═══ Text for analysis ═══

The move comes one week after University of Washington School of Public Health dean Hilary Godwin warned lawmakers about the risk of coronavirus transmission on aircraft. Godwin said keeping passengers safe will be “inherently challenging” on aircraft, where passengers sit close together for extended periods.

Boeing already has a firm grasp of how air flows within its cabins – entering from the ceiling, flowing downward and exiting through floor vents. Half the air pumps in fresh through the engines, the other half runs through high-efficiency particulate air (HEPA) filters that trap most virus. Cabin air changes 20 to 30 times hourly, says Delaney.

“We are very confident [passengers] are in an environment that is extremely safe to begin with,” he says.

The Chicago-based airframer is initially modelling a generic Boeing twin-aisle aircraft, though it may develop type-specific models.

Boeing’s goal: “To ensure that… passengers and crew can safely fly on commercial flights with minimal impact” to aircraft and airline operations, says Delaney.

═══ Data extract ═══

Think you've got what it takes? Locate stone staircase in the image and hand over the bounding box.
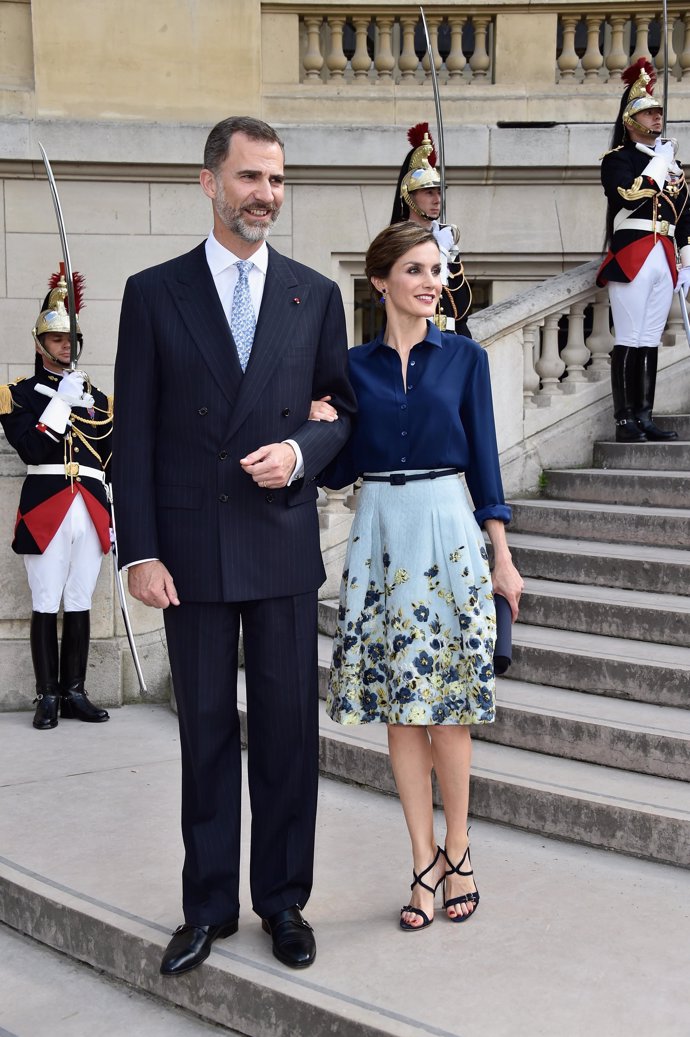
[320,416,690,867]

═══

Exercises to complete:
(1) In the passage on Boeing cabin air, how many times per hour does the cabin air change?
(2) List, in order, each movement of the air through the cabin as the passage on Boeing cabin air describes it.
(3) Write the next part of the passage on Boeing cabin air, beginning after its final sentence.
The lines are separate from the passage on Boeing cabin air.

Set of answers:
(1) 20 to 30 times.

(2) It enters from the ceiling, flows downward, and exits through floor vents.

(3)
His team will identity the best means to prevent the virus from entering the aircraft, and the best way to kill pathogens that find their away aboard. The team will recommend how crews should respond if passengers become sick in flight.

Boeing is coordinating its work with trade groups like IATA and the Aerospace Industries Association, and working with health organisations. It has also spoken about the topic with Airbus, says Delaney.

Asked about his programme’s budget, Delaney says Boeing’s senior executives told him, “What you need, ask for it. You’ll get it.”